» **ASSIGNED TASK 1**
According to the passage about the Exeter hip, in what year was that hip first implanted?
» **ASSIGNED TASK 2**
Pick up the passage about the Exeter hip after its last sentence and keep it going.

Ling and Lee, using acrylic bone cement, eventually constructed an implant that could be firmly fixed to the bony skeleton. They proposed a tapered implant profile that would encourage the stem to stay firmly attached to the skeleton for a long period of time. From 1965, together with Lee, Ling worked on replacement arthroscopy at the School of Engineering, University of Exeter. It was here, that the "Exeter hip" was invented. Originally called the "Ling-Lee hip", it was first implanted in 1970 and became the most common artificial hip to be inserted. Unlike previous designs, this hip replacement was inserted through the posterior approach and required just one assistant.

The stem of the Exeter hip was a distinct, polished, tapered and cemented part unlike any former hip prosthesis. Its longstanding success was due to this polished tapered design with its capability to perform like a wedge. It was deliberately not bonded, and therefore free to move at the stem-cement border, and consequently behaved as a self-locking point, successfully and persistently tightening step by step during the life of the hip. For the first five years, the Exeter stem was carefully observed in Exeter only. Around 1975 the stem was being made from a heavier steel and the polished surface was not retained. Appearance and cost had led to a matte rather than polished surface, which caused complications of stem loosening and osteolysis. The Exeter stem returned to the original polished surface by 1986 once these complications were realised. The stem finally changed to a modular system. Ling, as well as Charnley before him, had in the 1980s, made provisional recommendations for a hip replacement registry, opposed by the department of health but later supported by the National Audit Office (United Kingdom) and NICE.

Ling was known for carefully following up his patients. A review of the earliest Exeter hip implants, at 33 years after the first replacements, revealed that 92% did not undergo mechanical loosening. Sir John Charnley himself was also reported to have observed and commended Ling. Copies of the Exeter hip have been marketed by leading manufacturers of artificial hips. Internationally, as well as in the UK, 30 years following the first implant, it was the most implanted cemented hip replacement. By the end of 2010, more than one million operations had been done.

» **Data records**
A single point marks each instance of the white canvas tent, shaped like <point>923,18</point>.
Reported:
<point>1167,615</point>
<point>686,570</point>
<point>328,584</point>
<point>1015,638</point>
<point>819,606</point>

» **ANSWER SPACE 1**
1970

» **ANSWER SPACE 2**
=== Surgical positions ===
Ling acted as president of the British Orthopaedic Research Society between 1979–80 and was president of the British Orthopaedic Association for 1986-7. He was vice-president of the European Orthopaedic Research Society 1989–1991, president of the British Hip Society 1991–93, and president of the International Hip Society 1997–98.

=== Honorary positions ===
In 1986, Ling was appointed honorary professor of bioengineering in the School of Engineering of the University of Exeter. In 1989, he was given an honorary fellowship of the Royal College of Surgeons of Edinburgh followed by the Order of the British Empire in 1992. He was made a fellow of the Australian Orthopaedic Association in 1999 and an honorary fellow of the British Orthopaedic Association in 2000.

== Personal and family life ==
Ling married Mary (née Steedman) in 1955, a casualty nurse from South Africa, whom he met at St Mary's hospital. They had two daughters. He was described as "generous with his time to all surgeons" and "warm and modest".

Ling's love of sailing began during his placement at Shawnighan Lake School on Vancouver Island, British Columbia, Canada. It continued when his parents bought a classic yacht. After moving to the Dart estuary, South Devon, England, on retirement, Ling accomplished his lifelong aspiration of owning his own sailing boat, duly named Enfin.

He died on 9 October 2017 at the age of 90 years.